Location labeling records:
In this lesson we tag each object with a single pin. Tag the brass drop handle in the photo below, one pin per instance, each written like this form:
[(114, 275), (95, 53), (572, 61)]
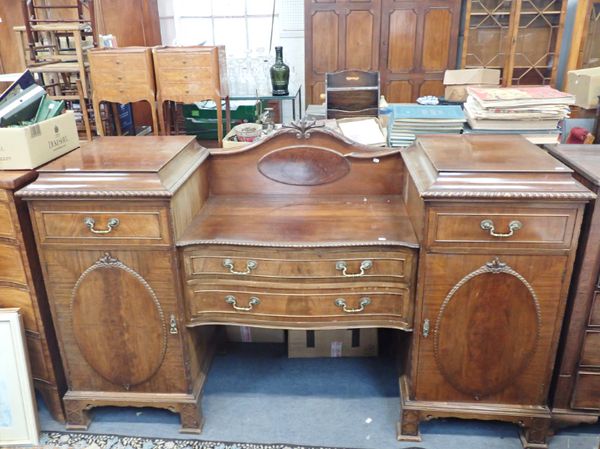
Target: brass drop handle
[(426, 328), (488, 225), (343, 267), (110, 225), (364, 302), (230, 299), (250, 265)]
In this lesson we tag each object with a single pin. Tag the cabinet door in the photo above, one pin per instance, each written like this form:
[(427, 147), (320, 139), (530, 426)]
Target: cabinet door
[(418, 43), (488, 327), (340, 35), (113, 313)]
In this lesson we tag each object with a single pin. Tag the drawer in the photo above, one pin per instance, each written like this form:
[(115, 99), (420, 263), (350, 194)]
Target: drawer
[(186, 75), (182, 60), (322, 264), (121, 62), (97, 225), (39, 370), (234, 305), (595, 312), (181, 90), (590, 353), (586, 394), (14, 297), (510, 227), (7, 228), (11, 264)]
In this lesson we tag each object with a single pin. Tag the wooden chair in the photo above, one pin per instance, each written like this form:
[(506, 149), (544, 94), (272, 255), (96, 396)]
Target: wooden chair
[(122, 75), (189, 75)]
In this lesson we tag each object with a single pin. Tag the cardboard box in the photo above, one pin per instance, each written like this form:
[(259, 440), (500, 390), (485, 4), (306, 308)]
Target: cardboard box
[(246, 334), (585, 85), (332, 343), (457, 81), (31, 146)]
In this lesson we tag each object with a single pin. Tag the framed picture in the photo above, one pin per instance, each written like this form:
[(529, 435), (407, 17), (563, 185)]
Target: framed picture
[(18, 412)]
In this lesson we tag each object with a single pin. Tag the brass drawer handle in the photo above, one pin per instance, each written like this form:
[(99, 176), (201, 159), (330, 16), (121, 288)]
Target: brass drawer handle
[(343, 267), (488, 225), (364, 302), (250, 265), (230, 299), (110, 225)]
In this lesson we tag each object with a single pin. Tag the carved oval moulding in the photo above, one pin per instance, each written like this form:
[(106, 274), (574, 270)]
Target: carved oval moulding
[(118, 323), (487, 330), (304, 166)]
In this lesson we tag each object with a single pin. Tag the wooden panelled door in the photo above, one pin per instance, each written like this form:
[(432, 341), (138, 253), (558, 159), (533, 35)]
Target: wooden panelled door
[(410, 42), (340, 35), (419, 42)]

Task details: Images must not appear in the copy; reproduce everything else in the records verbatim.

Answer in full:
In this lesson we tag each object with a single pin. Tag the brass drop handle in the photo below, one pin per instance, each written like this form:
[(114, 275), (95, 53), (572, 61)]
Target: brass drop handle
[(426, 328), (488, 225), (343, 267), (110, 225), (364, 302), (230, 299), (250, 265)]
In this lesson we tag each object with a single pin. Tag the cabinet door in the photo above, one pin per instance, each written like this form:
[(427, 147), (320, 139), (530, 426)]
Target: cabinet door
[(418, 43), (488, 327), (340, 35), (113, 313)]
In this lesson we tag each object with a single pin. Tag the drawer in the photo above, one pin per instance, each written like this form:
[(115, 99), (420, 263), (350, 194)]
Target: drawer
[(186, 75), (182, 60), (322, 264), (121, 62), (97, 225), (39, 370), (234, 305), (595, 312), (181, 90), (590, 353), (586, 394), (14, 297), (510, 227), (7, 228), (11, 264)]
In this lesson we tag each object with a single pin. Tag the wooden chair in the photo above, one pin per instance, each written like this form:
[(506, 149), (544, 94), (272, 255), (96, 396)]
Target: wooden chair
[(122, 75), (189, 75)]
In this lesson we tag each object with a single pin. Tag the cardboard box in the photo above, one pin per instance, each written like this form:
[(259, 440), (500, 390), (485, 4), (306, 308)]
Target: cardboard box
[(246, 334), (585, 85), (332, 343), (457, 81), (31, 146)]
In this lesson we tag each object with a single pin. Tag the framed picture in the photo above, one pin per instance, each written like this form:
[(529, 435), (407, 17), (563, 185)]
Target: framed picture
[(18, 412)]
In this lesson we tag each object with a single pin. Tag the brass drawer handle in the photo above, one pin per instance, each written like this form:
[(99, 176), (201, 159), (330, 16), (121, 288)]
Target: brass drawer handle
[(343, 267), (488, 225), (364, 302), (250, 265), (230, 299), (110, 225)]
In this lesson we tag each object with a single pin. Tag the carved oval moulding in the photo above, one pin per instance, each written like this form:
[(106, 274), (574, 270)]
Target: carved oval moulding
[(118, 323), (487, 330), (304, 166)]
In this lesson we tag each object with a single pin. Tag the wooden panelled door in the photo above, one pin per instance, each written like this form:
[(432, 341), (138, 253), (558, 159), (533, 35)]
Target: wooden panelled door
[(410, 42), (340, 35), (419, 42)]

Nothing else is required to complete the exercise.